-- 引文段落 --
################

哈希表

Clouder0

发布于 2022-09-23 11:53:28

1.2K0

发布于 2022-09-23 11:53:28

文章被收录于专栏：Coding Is Fun

哈希表

哈希表，又称散列表，是一种储存键值对的数据结构。

哈希表的基础思想是拿空间换时间，哈希表的期望复杂度是 O(1) 的。

一般来说，对于某 key 值，哈希后得到对应的下标，代表其在哈希表中的位置。

\texttt{hashtable}[\operatorname{hash}(key)] = \texttt{value}

哈希表的核心就在于 \operatorname{hash} 函数。

哈希冲突

哈希冲突是哈希表极力避免的情况。由于对 key 值进行哈希，不能保证不同 key 值的哈希一定不同，因此可能出现 x_1 \neq x_2 ，使得 \operatorname{hash}(x_1) = \operatorname{hash}(x_2) ，即出现哈希冲突。

如果不考虑哈希冲突，就会出现误判的情况。而要解决哈希冲突，往往会使哈希表复杂度退化。

不同的实现方法，本质上就是用不同方法避免哈希冲突。

桶

可以将桶看做一种特殊的哈希表，存储整数型的键值对。

\operatorname{hash}(x) = x

这样能保证在值域范围内不冲突，key 值与其哈希值一一对应，在值域不大时是一种良好的数据结构。

inline int hash(int x){return x;}
bool ht[maxn];
inline bool find(int x){return ht[hash(x)];}
inline void insert(int x){ht[hash(x)] = true;}

单模数哈希表

单模数哈希表是使用广泛、代码简单的一种实现方式。

在值域范围较大，无法承受其空间时，可以对值取模来减少使用空间。

const int mod = 10000103;//usually a prime
bool ht[mod + 100];
inline int hash(int x){return ((x % mod) + mod) % mod;}
inline bool find(int x){return ht[hash(x)];}
inline void insert(int x){ht[hash(x)] = true;}

上述代码就是一种简单的实现。

然而这种实现没有考虑哈希冲突，在处理 x 与 x + mod 时就会发生明显的错误。

线性探测法

为了解决单模数哈希表的哈希冲突，有线性探测法。

具体地，当 key[\operatorname{hash}(x)] \neq x 时，检查 \operatorname{hash}(x) + 1,\operatorname{hash}(x) + 2,\ldots 位置的 key 值是否与 x 相等，若相等则读取 val 值。

在最劣情况下，单次操作是 O(n) 复杂度的。

struct LinearAttemptHashTable
{
    static const int mod = 10000103;
    int keytable[mod + 100], valtable[mod + 100];
    LinearAttemptHashTable() { memset(keytable, 0, sizeof(keytable)), memset(valtable, 0, sizeof(valtable)); }
    int hash(int x) { return ((x % mod) + mod) % mod; }
    int & operator[](int key)
    {
        int p = hash(key);
        while (keytable[p] && keytable[p] != key) p = (p + 1) % mod;
        keytable[p] = key;
        return valtable[p];
    }
    int* find(int key)

################

-- 所给数据 --
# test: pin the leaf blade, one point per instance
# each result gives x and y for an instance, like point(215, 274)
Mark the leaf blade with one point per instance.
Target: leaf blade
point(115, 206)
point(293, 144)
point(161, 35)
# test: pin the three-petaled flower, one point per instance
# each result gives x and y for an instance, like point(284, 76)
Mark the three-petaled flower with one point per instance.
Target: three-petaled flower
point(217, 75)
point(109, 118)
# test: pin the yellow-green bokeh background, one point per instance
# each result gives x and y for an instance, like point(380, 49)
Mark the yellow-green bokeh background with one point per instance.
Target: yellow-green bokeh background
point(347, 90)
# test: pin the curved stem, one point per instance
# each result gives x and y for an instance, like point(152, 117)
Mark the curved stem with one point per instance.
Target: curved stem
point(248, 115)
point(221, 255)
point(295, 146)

################

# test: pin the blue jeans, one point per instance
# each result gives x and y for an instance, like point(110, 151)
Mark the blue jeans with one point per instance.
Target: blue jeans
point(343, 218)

################

-- 练习目标 --
将哈希表一文从“const int mod = 10000103;//usually”往下直到“为了解决单模数哈希表的哈希冲突，有线性探测法。”的整段重新写出，并把其中的“单模数哈希表”改为“取模哈希表”。 作答时只以上文关于哈希表的文章为依据。

-- 参考解答 --
const int mod = 10000103;//usually a prime
bool ht[mod + 100];
inline int hash(int x){return ((x % mod) + mod) % mod;}
inline bool find(int x){return ht[hash(x)];}
inline void insert(int x){ht[hash(x)] = true;}

上述代码就是一种简单的实现。

然而这种实现没有考虑哈希冲突，在处理 x 与 x + mod 时就会发生明显的错误。

线性探测法

为了解决取模哈希表的哈希冲突，有线性探测法。